:: Exercise brief ::
Copy every record below exactly.

Coordinate annotation entries
● ● ● ●

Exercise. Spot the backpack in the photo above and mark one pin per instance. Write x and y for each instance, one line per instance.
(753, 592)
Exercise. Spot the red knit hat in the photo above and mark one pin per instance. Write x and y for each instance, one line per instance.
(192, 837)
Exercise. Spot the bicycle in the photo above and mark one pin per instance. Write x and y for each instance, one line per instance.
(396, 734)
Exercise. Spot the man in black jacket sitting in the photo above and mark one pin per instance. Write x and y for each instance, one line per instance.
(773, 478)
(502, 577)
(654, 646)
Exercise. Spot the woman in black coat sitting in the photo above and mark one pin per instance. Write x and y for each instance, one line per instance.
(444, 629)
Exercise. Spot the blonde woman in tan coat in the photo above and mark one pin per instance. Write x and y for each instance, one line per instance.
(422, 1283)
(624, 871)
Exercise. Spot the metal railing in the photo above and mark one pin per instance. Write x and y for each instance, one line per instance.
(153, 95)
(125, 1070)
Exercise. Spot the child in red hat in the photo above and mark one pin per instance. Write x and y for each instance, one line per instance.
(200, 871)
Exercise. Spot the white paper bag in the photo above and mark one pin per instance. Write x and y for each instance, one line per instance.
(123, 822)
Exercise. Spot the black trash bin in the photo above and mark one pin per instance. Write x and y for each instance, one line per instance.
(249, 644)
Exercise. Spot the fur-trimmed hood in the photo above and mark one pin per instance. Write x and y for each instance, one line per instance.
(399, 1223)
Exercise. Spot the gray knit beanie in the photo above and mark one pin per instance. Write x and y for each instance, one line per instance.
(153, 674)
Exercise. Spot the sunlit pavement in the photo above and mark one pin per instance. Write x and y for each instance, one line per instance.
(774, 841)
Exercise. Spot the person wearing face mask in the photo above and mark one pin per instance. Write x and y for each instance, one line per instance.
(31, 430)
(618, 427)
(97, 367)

● ● ● ●

:: Exercise response ::
Exercise. Spot the backpack in the photo above and mark one pin per instance. Write x and y for each instance, one line per instance.
(753, 592)
Exercise. Spot the red knit hat in the photo above and mark one pin per instance. Write x and y for each instance, one line per instance.
(192, 837)
Exercise. Spot the bicycle in the photo above and mark one pin per instance. Write x and y for each instance, one line per instance.
(396, 734)
Exercise. Spot the man in black jacket sitting in the photo above and mark one pin per instance. Write x and y for each instance, one line per instance.
(773, 478)
(502, 577)
(654, 646)
Exercise. Spot the woman in black coat sitting in the photo above and mark one pin per instance. Write x and y for each instance, one line per instance.
(444, 629)
Exercise. Spot the blonde woman in tan coat in the photo above and mark one pin per instance. Write x and y for each instance, one line per instance.
(422, 1283)
(624, 871)
Exercise. Spot the metal railing in the photo above and mark one pin per instance. Write x and y for each instance, one line per instance.
(153, 95)
(125, 1070)
Exercise. Spot the child in red hat in the photo above and mark one pin per instance. Write x and y for each instance, one line per instance.
(200, 871)
Exercise. Spot the white paper bag in the photo above and mark one pin per instance. Write x and y for each instance, one line per instance.
(123, 822)
Exercise. Spot the black trash bin in the photo above and mark one pin per instance. Write x and y for each instance, one line per instance.
(249, 644)
Exercise. Spot the fur-trimmed hood in the photo above and mark one pin per instance. Write x and y for each instance, one line per instance.
(399, 1223)
Exercise. Spot the gray knit beanie in the photo above and mark one pin per instance. Write x and y for each instance, one line per instance.
(153, 674)
Exercise. Spot the sunlit pavement in the photo above and mark one pin per instance. Write x and y for each instance, one line per instance.
(774, 841)
Exercise. Spot the person wearing face mask in the photo above and mark one pin per instance. Write x and y for each instance, one line per instance.
(31, 430)
(618, 427)
(97, 367)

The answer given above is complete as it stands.